Segmentation dataset excerpts
— start —
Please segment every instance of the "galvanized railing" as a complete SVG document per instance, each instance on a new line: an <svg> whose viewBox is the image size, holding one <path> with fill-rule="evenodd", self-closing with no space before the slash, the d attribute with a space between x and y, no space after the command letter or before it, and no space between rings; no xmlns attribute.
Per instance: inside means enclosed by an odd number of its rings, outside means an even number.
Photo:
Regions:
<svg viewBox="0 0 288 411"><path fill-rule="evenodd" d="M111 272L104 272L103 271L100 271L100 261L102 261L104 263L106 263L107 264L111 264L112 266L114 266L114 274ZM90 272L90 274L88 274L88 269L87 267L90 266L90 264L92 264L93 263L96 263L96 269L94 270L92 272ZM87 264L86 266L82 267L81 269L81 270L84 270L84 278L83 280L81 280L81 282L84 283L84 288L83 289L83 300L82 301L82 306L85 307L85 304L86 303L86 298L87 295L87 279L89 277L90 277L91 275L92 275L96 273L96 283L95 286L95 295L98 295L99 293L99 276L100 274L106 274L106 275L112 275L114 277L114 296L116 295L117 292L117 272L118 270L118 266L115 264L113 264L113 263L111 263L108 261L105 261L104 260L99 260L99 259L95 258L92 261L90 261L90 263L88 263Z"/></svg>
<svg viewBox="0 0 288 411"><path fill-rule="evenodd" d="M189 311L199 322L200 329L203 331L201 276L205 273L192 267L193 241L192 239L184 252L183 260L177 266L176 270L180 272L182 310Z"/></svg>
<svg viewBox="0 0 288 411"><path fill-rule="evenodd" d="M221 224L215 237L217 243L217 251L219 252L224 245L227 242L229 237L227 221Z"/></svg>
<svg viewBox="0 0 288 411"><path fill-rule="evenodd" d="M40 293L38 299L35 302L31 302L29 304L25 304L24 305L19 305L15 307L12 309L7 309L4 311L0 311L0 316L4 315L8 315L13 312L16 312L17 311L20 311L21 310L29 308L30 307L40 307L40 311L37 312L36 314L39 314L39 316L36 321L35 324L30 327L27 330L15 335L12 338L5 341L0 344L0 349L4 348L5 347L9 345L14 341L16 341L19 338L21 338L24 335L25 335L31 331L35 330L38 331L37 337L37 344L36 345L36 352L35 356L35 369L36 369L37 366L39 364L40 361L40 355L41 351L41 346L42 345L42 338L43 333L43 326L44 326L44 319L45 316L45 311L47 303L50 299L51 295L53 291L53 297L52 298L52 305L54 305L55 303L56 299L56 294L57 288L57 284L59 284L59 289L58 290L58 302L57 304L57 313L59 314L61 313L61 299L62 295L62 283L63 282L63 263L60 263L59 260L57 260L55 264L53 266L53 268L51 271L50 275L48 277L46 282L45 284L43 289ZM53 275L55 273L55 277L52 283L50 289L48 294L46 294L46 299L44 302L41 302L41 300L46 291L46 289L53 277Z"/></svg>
— end —
Copy every record exactly as presented.

Please segment every instance of the "galvanized railing" as a complete SVG document per instance, each instance on a new line: an <svg> whose viewBox is the image size, holding one <path> with fill-rule="evenodd", self-closing with no space before the slash, the d attribute with a space between x and y, no space after the command letter or before it, and no space between rings; no xmlns attribute.
Per instance: inside means enclosed by an odd number of its rings, outside means an even number.
Photo:
Regions:
<svg viewBox="0 0 288 411"><path fill-rule="evenodd" d="M111 272L104 272L103 271L100 271L100 261L102 261L104 263L106 263L107 264L111 264L112 266L114 266L114 274ZM90 272L90 274L88 274L88 269L87 267L90 266L90 264L92 264L93 263L96 263L96 269L94 270L92 272ZM87 264L86 266L82 267L81 269L81 270L84 270L84 278L83 280L81 280L81 282L84 283L84 288L83 289L83 300L82 301L82 306L85 307L85 304L86 303L86 298L87 295L87 279L89 277L90 277L91 275L92 275L96 273L96 283L95 286L95 295L98 295L99 293L99 276L100 274L106 274L106 275L112 275L114 277L114 296L116 295L117 292L117 272L118 270L118 266L115 264L113 264L113 263L111 263L108 261L105 261L104 260L99 260L99 259L95 258L92 261L90 261L90 263L88 263Z"/></svg>
<svg viewBox="0 0 288 411"><path fill-rule="evenodd" d="M189 311L199 322L200 329L203 331L201 276L205 273L192 267L193 241L192 239L184 252L183 260L177 266L176 270L180 272L182 310Z"/></svg>
<svg viewBox="0 0 288 411"><path fill-rule="evenodd" d="M221 224L215 237L217 243L217 251L219 252L224 245L227 242L229 237L227 221Z"/></svg>
<svg viewBox="0 0 288 411"><path fill-rule="evenodd" d="M40 293L38 299L35 302L31 302L29 304L25 304L24 305L19 305L15 307L12 309L7 309L4 311L0 311L0 316L4 315L8 315L13 312L16 312L17 311L20 311L21 310L29 308L30 307L40 307L40 311L37 312L36 314L39 314L39 316L36 321L35 324L30 327L27 330L15 335L12 338L5 341L0 344L0 349L4 348L5 347L9 345L14 341L16 341L19 338L21 338L24 335L25 335L31 331L35 330L38 331L37 337L37 344L36 345L36 352L35 356L35 369L36 369L37 366L39 364L40 361L40 355L41 351L41 346L42 345L42 338L43 333L43 326L44 326L44 319L45 316L45 311L47 303L50 299L51 295L53 291L53 297L52 298L52 305L54 305L55 303L56 299L56 294L57 288L57 284L59 284L59 289L58 290L58 302L57 304L57 313L59 314L61 313L61 299L62 295L62 283L63 282L63 263L60 263L59 260L57 260L55 264L53 266L53 268L51 271L50 275L48 277L46 282L45 284L43 289ZM53 275L55 273L55 277L52 283L50 289L48 294L46 294L46 299L44 302L41 302L41 300L46 291L46 289L53 277Z"/></svg>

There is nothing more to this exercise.